Directions — Reproduce the passage on the OpenAI and Anthropic cross-evaluations from "Anthropic warns that" up to and including "than previous models.", changing "safety filters" to "content filters".

Page text —
◇ ◇ ◇ ◇ ◇ ◇ ◇

They both tested the public version of the models, available via the API. OpenAI included GPT-4o, GPT-4.1, o3, and o4-mini (GPT-5 wasn't out yet), while Anthropic provided Claude Opus 4 and Claude Sonnet 4.
Their findings are familiar, but include some surprising nuggets, too. For example, OpenAI's models hallucinated more than Anthropic's and exhibited more "sycophancy," or attempts to please the user to a fault. OpenAI's report on Claude does not mention any sycophancy.
Concerningly, ChatGPT more readily provided "detailed assistance with clearly harmful requests—including drug synthesis, bioweapons development, and operational planning for terrorist attacks—with little or no resistance," Anthropic says.
This is particularly relevant in light of a teen taking his own life, allegedly after ChatGPT discussed suicide methods with him and discouraged him from confiding in his parents about how he was feeling. His parents are now suing OpenAI.


Anthropic warns that its findings might not directly translate to how ChatGPT works. The public models on the API do not include the "additional instructions and safety filters" OpenAI might layer on top of the model to shape ChatGPT as a product. OpenAI also claims that GPT-5 has less sycophancy, but at the same time, it more readily tolerates some hateful and concerning user requests than previous models.
Regarding hallucinations, OpenAI's team admitted Anthropic's models do it less, but claims Claude's sensitivity to accuracy is also a flaw. The Claude models "are aware of their uncertainty and often avoid making statements that are inaccurate," but they often refuse to answer certain questions, sometimes as much as 70% of the time, which "limits utility," OpenAI says. Shots fired.
It's possible both companies chose not to divulge certain details, or asked the other to keep quiet. Anthropic admitted it shared its findings with OpenAI before publishing them, to "reduce the chances of major misunderstandings in the use of either company’s models." OpenAI didn't say if it did the same, so we don't know what didn't make it to print.

◇ ◇ ◇ ◇ ◇ ◇ ◇

Material shown —
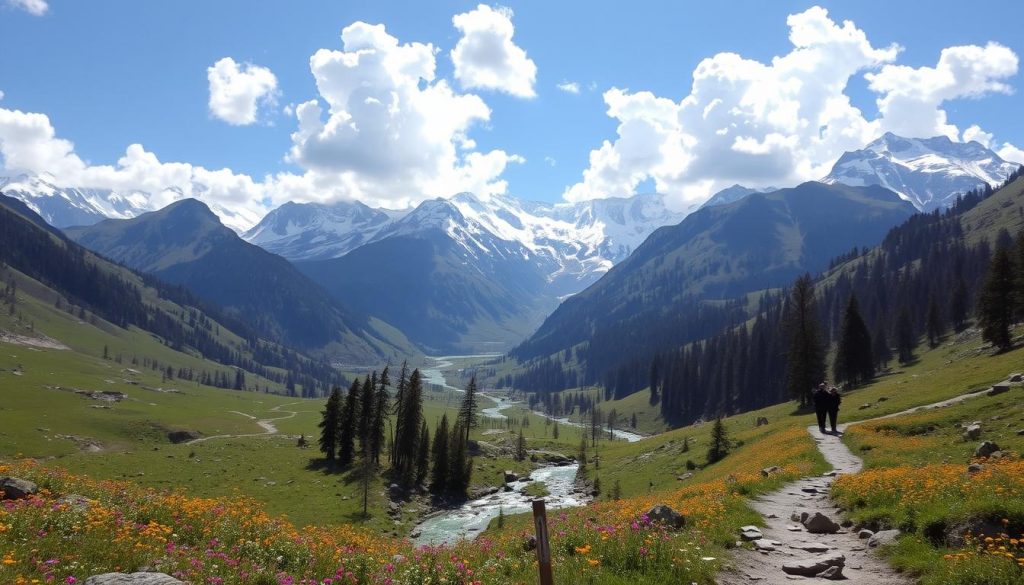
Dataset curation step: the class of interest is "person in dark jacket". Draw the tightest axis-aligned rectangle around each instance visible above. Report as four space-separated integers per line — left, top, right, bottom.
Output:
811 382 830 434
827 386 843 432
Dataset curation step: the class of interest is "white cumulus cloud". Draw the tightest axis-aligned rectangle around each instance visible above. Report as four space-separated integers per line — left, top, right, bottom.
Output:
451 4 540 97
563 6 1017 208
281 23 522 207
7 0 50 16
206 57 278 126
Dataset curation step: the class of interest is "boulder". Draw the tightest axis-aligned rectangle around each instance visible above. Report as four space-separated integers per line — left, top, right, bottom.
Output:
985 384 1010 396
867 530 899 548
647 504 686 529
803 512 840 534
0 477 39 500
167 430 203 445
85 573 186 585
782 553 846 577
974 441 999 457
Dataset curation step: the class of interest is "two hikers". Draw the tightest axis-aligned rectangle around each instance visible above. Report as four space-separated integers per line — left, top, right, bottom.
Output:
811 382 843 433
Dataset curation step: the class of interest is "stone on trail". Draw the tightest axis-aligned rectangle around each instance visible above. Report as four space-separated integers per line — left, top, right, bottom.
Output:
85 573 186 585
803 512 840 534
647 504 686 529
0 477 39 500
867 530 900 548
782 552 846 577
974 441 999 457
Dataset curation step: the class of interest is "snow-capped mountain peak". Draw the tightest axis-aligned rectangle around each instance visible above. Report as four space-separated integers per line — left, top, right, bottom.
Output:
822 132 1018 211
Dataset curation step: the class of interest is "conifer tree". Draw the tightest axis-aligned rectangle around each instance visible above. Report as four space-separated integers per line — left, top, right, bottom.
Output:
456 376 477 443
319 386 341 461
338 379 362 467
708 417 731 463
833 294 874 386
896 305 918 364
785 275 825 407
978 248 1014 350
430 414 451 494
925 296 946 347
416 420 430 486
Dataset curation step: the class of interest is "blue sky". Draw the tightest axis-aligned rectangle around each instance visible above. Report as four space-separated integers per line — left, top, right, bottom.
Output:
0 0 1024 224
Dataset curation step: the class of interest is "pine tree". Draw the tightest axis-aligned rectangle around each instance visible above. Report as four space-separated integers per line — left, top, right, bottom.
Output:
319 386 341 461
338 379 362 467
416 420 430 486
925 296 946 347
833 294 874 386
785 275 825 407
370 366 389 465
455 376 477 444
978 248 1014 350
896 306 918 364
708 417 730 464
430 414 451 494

◇ ◇ ◇ ◇ ◇ ◇ ◇

Exercise result —
Anthropic warns that its findings might not directly translate to how ChatGPT works. The public models on the API do not include the "additional instructions and content filters" OpenAI might layer on top of the model to shape ChatGPT as a product. OpenAI also claims that GPT-5 has less sycophancy, but at the same time, it more readily tolerates some hateful and concerning user requests than previous models.